### Aim
Rewrite the raw records below, changing each "formatted like this" to "formatted as follows" and leaving everything else as it is.

### Raw records

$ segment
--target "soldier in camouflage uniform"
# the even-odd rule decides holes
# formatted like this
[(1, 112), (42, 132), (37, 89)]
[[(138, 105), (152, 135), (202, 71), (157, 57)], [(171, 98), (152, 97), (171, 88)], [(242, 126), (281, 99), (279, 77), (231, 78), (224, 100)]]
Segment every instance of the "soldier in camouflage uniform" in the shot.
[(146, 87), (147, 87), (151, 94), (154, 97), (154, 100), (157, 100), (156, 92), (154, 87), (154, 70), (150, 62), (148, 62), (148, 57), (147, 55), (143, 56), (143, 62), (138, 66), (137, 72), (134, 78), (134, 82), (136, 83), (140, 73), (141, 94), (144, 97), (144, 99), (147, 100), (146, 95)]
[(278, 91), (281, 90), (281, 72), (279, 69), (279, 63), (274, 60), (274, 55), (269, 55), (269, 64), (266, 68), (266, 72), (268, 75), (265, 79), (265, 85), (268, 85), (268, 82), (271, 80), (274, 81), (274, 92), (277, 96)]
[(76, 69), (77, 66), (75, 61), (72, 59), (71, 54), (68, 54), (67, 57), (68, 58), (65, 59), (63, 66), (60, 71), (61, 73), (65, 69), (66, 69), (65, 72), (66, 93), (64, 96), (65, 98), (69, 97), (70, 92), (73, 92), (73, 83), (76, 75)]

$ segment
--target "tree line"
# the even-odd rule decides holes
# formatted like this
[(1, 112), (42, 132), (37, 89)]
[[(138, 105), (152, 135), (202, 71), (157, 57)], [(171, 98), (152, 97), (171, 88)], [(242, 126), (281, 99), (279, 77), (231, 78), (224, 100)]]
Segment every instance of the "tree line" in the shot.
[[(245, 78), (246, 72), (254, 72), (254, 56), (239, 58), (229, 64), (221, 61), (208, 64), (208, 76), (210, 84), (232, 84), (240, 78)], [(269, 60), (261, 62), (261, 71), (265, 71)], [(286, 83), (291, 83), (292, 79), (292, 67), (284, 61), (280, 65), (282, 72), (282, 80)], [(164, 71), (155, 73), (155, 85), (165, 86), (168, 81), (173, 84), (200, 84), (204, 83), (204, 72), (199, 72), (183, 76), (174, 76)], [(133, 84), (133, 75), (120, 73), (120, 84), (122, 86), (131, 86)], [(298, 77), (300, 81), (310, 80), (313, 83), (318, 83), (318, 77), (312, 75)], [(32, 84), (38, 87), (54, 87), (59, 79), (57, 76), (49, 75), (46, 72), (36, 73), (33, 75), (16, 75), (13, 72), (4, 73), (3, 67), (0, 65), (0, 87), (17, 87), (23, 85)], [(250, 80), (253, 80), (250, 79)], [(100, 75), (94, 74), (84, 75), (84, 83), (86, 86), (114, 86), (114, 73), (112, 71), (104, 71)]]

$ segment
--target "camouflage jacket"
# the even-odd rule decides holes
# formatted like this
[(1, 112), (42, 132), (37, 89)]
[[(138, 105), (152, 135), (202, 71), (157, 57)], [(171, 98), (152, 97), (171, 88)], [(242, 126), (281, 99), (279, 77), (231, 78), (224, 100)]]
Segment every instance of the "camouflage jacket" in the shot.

### Task response
$ segment
--target "soldier in camouflage uniform"
# the even-odd rule decides holes
# formatted as follows
[(1, 112), (42, 132), (37, 89)]
[[(138, 105), (152, 135), (202, 71), (157, 57)], [(171, 98), (152, 97), (171, 88)], [(242, 126), (281, 99), (279, 77), (231, 78), (224, 100)]]
Segment every instance of the "soldier in camouflage uniform" in the shot.
[(146, 87), (147, 87), (151, 94), (154, 97), (154, 100), (157, 100), (156, 92), (154, 87), (154, 70), (150, 62), (148, 62), (148, 57), (147, 55), (143, 56), (143, 62), (138, 66), (137, 72), (134, 78), (134, 82), (136, 83), (140, 73), (141, 94), (144, 97), (144, 99), (147, 100), (146, 95)]
[(278, 91), (281, 90), (281, 72), (279, 69), (279, 63), (274, 60), (274, 55), (269, 55), (269, 64), (266, 68), (266, 72), (268, 75), (265, 79), (265, 85), (268, 85), (268, 82), (271, 80), (274, 81), (274, 92), (277, 96)]
[(76, 69), (77, 66), (75, 61), (72, 59), (71, 54), (68, 54), (67, 57), (68, 58), (65, 59), (63, 66), (60, 71), (61, 73), (65, 69), (66, 69), (65, 72), (66, 93), (64, 96), (65, 98), (69, 97), (70, 92), (73, 92), (73, 83), (76, 75)]

$ segment
--target "tree line"
# the even-odd rule decides holes
# formatted as follows
[(1, 112), (42, 132), (37, 89)]
[[(138, 105), (152, 135), (202, 71), (157, 57)], [(171, 98), (152, 97), (171, 88)], [(242, 126), (281, 99), (279, 77), (231, 78), (224, 100)]]
Segment every instance of the "tree line" in the shot.
[[(245, 78), (246, 72), (254, 72), (254, 56), (239, 58), (229, 64), (221, 61), (208, 64), (208, 76), (210, 84), (232, 84), (240, 78)], [(269, 60), (261, 62), (261, 71), (265, 71)], [(286, 83), (291, 83), (292, 79), (292, 67), (284, 61), (280, 65), (282, 72), (282, 80)], [(164, 71), (155, 73), (155, 85), (165, 86), (168, 81), (173, 84), (200, 84), (204, 83), (204, 72), (199, 72), (183, 76), (174, 76)], [(133, 84), (133, 75), (120, 73), (120, 84), (122, 86), (131, 86)], [(298, 77), (300, 81), (310, 80), (313, 83), (318, 83), (318, 77), (312, 75)], [(32, 84), (38, 87), (54, 87), (59, 79), (57, 76), (49, 75), (46, 72), (36, 73), (33, 75), (16, 75), (13, 72), (4, 73), (3, 67), (0, 65), (0, 87), (17, 87), (23, 85)], [(250, 80), (253, 80), (250, 79)], [(100, 75), (94, 74), (84, 75), (84, 83), (86, 86), (114, 86), (114, 73), (112, 71), (104, 71)]]

$ segment
--target "camouflage jacket"
# the even-odd rule decides holes
# formatted as follows
[(1, 112), (42, 132), (37, 89)]
[[(138, 105), (152, 135), (202, 71), (157, 57)], [(171, 98), (152, 97), (171, 88)], [(242, 126), (281, 99), (279, 77), (231, 78), (224, 100)]]
Segment every instance of the "camouflage jacket" in the shot.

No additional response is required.